>>>

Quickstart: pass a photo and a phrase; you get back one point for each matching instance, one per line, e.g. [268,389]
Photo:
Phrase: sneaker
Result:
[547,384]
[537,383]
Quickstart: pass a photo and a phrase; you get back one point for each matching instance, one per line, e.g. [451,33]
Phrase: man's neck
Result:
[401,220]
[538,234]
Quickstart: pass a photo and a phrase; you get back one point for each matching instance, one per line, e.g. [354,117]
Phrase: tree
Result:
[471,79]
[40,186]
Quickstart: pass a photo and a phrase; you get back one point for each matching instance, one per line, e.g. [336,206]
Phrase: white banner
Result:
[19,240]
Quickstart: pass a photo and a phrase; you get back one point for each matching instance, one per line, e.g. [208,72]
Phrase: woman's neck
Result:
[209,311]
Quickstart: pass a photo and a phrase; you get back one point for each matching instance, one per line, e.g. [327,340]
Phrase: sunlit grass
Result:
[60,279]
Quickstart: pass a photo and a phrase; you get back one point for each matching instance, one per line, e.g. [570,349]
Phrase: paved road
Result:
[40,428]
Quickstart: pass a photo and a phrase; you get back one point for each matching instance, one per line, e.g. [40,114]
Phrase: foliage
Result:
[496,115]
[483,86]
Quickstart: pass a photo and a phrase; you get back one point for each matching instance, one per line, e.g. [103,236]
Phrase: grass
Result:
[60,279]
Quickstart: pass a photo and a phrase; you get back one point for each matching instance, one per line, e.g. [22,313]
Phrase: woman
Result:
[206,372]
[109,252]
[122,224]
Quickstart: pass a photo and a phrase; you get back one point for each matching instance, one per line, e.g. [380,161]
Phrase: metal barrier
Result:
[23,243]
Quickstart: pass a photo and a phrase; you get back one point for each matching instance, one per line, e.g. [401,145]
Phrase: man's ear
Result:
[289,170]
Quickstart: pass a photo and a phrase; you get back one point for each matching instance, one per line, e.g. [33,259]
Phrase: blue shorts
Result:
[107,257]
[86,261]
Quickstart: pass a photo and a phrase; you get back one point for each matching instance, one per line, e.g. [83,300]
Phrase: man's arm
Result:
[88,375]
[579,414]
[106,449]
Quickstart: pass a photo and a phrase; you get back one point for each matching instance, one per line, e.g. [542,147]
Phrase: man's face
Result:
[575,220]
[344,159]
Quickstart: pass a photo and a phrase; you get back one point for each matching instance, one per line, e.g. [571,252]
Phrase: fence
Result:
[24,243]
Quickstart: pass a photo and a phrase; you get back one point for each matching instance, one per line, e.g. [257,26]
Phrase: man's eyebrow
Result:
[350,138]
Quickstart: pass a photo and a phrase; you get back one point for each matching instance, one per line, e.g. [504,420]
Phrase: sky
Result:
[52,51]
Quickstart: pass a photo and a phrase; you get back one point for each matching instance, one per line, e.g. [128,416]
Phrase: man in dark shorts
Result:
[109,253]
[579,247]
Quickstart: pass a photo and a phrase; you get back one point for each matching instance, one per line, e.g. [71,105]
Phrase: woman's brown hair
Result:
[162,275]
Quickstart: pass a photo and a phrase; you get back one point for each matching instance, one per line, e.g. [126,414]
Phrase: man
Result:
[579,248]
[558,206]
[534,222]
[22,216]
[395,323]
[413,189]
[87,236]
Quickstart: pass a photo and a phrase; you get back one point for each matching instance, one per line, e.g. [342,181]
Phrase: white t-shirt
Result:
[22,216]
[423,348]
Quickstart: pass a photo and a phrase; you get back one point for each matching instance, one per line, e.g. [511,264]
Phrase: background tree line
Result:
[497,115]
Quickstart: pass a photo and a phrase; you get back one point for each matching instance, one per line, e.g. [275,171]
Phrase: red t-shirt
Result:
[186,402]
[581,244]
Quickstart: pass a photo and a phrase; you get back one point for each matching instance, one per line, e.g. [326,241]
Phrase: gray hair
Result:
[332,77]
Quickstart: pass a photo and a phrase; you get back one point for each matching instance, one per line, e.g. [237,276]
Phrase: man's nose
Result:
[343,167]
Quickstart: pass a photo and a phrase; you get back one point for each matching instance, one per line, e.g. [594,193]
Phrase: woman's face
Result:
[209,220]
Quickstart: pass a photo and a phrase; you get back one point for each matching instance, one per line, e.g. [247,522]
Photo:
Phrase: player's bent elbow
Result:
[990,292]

<<<
>>>

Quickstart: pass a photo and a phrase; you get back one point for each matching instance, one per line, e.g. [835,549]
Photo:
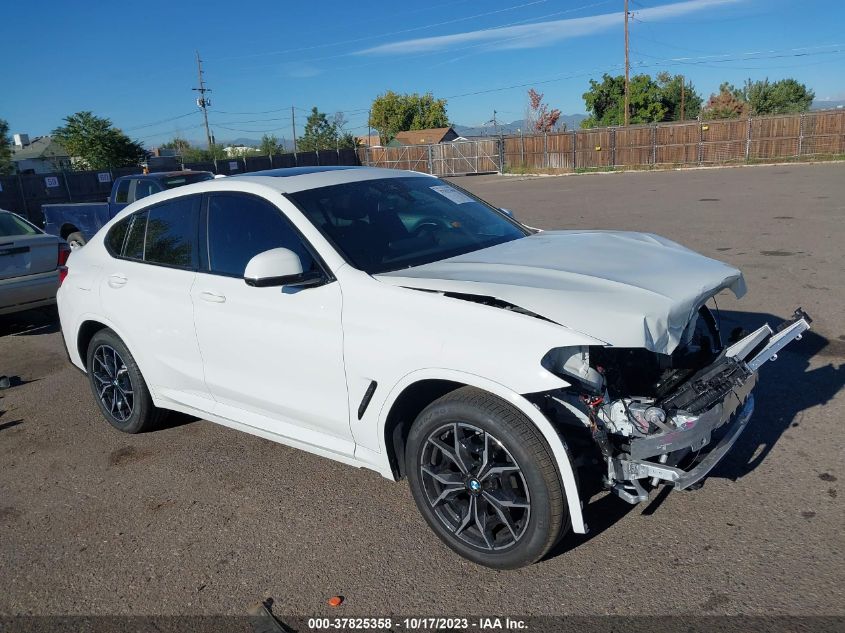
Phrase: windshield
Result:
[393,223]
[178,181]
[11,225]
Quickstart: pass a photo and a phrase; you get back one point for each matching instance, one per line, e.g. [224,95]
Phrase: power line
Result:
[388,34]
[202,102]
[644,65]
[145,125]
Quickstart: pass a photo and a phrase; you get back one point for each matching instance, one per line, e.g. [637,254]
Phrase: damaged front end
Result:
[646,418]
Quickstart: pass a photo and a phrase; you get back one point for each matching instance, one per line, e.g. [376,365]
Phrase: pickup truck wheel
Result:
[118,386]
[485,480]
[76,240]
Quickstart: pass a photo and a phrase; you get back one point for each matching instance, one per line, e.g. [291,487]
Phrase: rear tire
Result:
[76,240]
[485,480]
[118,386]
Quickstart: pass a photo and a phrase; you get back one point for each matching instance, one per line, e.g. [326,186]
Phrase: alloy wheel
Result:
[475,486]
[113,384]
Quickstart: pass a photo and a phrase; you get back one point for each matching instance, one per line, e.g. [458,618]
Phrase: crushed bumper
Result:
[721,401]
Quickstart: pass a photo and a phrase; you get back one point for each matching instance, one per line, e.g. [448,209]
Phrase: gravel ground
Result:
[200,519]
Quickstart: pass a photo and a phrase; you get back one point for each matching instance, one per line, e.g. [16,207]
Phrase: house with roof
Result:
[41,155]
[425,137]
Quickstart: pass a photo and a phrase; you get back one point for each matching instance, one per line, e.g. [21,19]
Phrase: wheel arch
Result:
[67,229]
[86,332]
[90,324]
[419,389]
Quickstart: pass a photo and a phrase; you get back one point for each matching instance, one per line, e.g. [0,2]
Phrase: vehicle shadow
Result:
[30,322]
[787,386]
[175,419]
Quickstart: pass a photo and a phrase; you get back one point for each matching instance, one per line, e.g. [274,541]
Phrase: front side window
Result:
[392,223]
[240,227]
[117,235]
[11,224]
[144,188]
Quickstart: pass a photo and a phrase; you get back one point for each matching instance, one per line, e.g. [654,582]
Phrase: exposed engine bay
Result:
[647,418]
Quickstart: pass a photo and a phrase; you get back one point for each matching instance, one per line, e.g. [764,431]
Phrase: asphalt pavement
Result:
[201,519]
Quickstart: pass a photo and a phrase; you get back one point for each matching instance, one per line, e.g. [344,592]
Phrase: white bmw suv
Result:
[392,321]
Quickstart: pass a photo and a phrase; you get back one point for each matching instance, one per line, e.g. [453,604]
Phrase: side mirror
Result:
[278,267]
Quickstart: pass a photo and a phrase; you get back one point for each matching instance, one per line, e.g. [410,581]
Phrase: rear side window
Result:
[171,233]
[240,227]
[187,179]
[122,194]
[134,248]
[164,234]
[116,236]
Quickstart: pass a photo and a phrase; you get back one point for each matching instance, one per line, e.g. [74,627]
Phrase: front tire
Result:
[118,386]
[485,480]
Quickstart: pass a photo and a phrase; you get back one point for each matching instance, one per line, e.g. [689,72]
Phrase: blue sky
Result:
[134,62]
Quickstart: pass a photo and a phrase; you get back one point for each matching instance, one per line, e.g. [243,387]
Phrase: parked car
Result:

<<<

WHAT IS NEEDED:
Using the data above, return each line that includes the word "shirt".

ANSWER TO THE EXERCISE:
Phrase: white t-shirt
Phrase: red t-shirt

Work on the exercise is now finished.